Arbeitsaufträge:
1. Beantworten Sie zum Lesetext über das Theaterstück zur Desinformation folgende Fragen:
(a) Wer hat laut Halper die Behauptungen über historische Abläufe und die im Stück genannten Zitate gefactcheckt?
(b) Wie betrachtet Krösche die eigenen Arbeiten, wenn es um das Dokumentarische geht?
(c) Was wäre nach Krösche bei einem Stück über Desinformation besonders fatal?
2. Führen Sie das Gespräch über das Theaterstück zur Desinformation nach Krösches letztem Satz weiter.

Lesetext:
———
Halper: Die DOSSIER-Recherchen über Propaganda-Netzwerke und orchestrierte Fake News-Kampagnen wurden zum Anker des Stücks – es gab zahlreiche Rückfragen, DOSSIER hat uns Zusatzmaterial zur Verfügung gestellt, alle Behauptungen über historische Abläufe und Gegebenheiten sowie die im Stück genannten Zitate rigoros gefactcheckt, uns inhaltliches Feedback gegeben. Durch diese Hintergrund-Infos wurde uns klar, was für eine Figur wir auf der Bühne eigentlich erzählen möchten. Damit ihr Schicksal nicht aus der Luft gegriffen wirkt, sondern möglichst realitätsnah.
Krösche: Wir selbst betrachten unsere Arbeiten nicht als im engeren Sinne dokumentarisch, vielmehr schaffen wir häufig fiktive Geschichten, die aber im Faktischen verankert sind. Das heißt, wenn Fakten und Behauptungen über die Welt in unseren Stücken auftauchen, dann müssen die auch stimmen und gegengecheckt sein. Und gerade bei einem Stück über Desinformation wären inhaltliche Fehler oder sinnentstellende Verkürzungen natürlich besonders fatal.
———
Verfügbare Daten:

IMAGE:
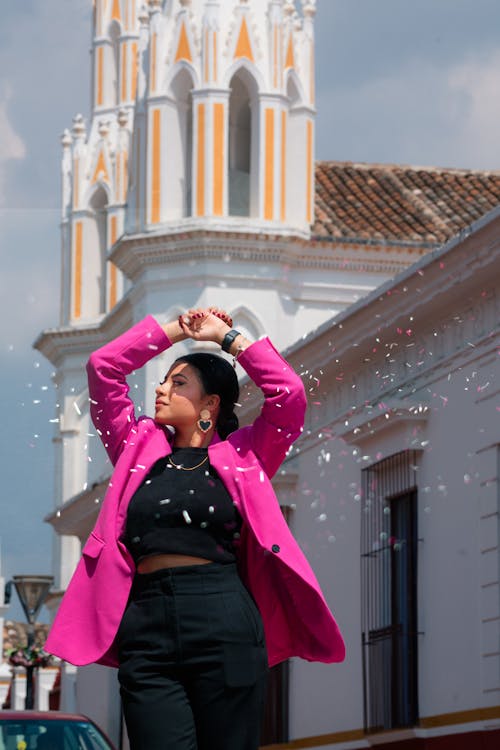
———
Lösungen:
1.
(a) DOSSIER hat sie rigoros gefactcheckt.
(b) Nicht als im engeren Sinne dokumentarisch, sondern als häufig fiktive Geschichten, die im Faktischen verankert sind.
(c) Inhaltliche Fehler oder sinnentstellende Verkürzungen.

2.
Halper: Es ist im Grunde eine essayistische Erzählweise – der Realität verhaftet, aber frei in Form und Denken.
Dass eine Arbeit über Wahrnehmung und Desinformation im Theater stattfindet, liegt auf der Hand: Licht, Musik, Schauspiel sind ja allesamt Mittel, uns beim Zusehen emotional zu „manipulieren“.
Krösche: Die subjektive Erfahrung von Wahrheit, Geschichte und Geschichten interessiert uns in unseren Projekten stets – wer empfindet was wann und wie als real oder wahr, als Schein oder Lüge? Was ist verdrängt und verborgen, muss erst hervorgeholt werden? Und was bleibt für immer unausgesprochen?
In PSEUDORAMA verhandelt ihr diese Fragen auch ästhetisch. Die Inszenierung spielt mit unserer Wahrnehmung – und wie sie uns täuschen kann: durch Blitzlichter, akustische Illusionen und vor allem durch etwas im Theater äußerst Seltenes, nämlich absolute Finsternis. Wie kam es dazu?
Halper: Der Raum selbst ging mit der Entwicklung der Idee Hand in Hand. Die Dunkelkammer trägt die Dunkelheit und das Hermetische bereits im Namen. Es ist eine Black Box, eine Camera Obscura, im Halbrund angeordnet wie ein Panorama.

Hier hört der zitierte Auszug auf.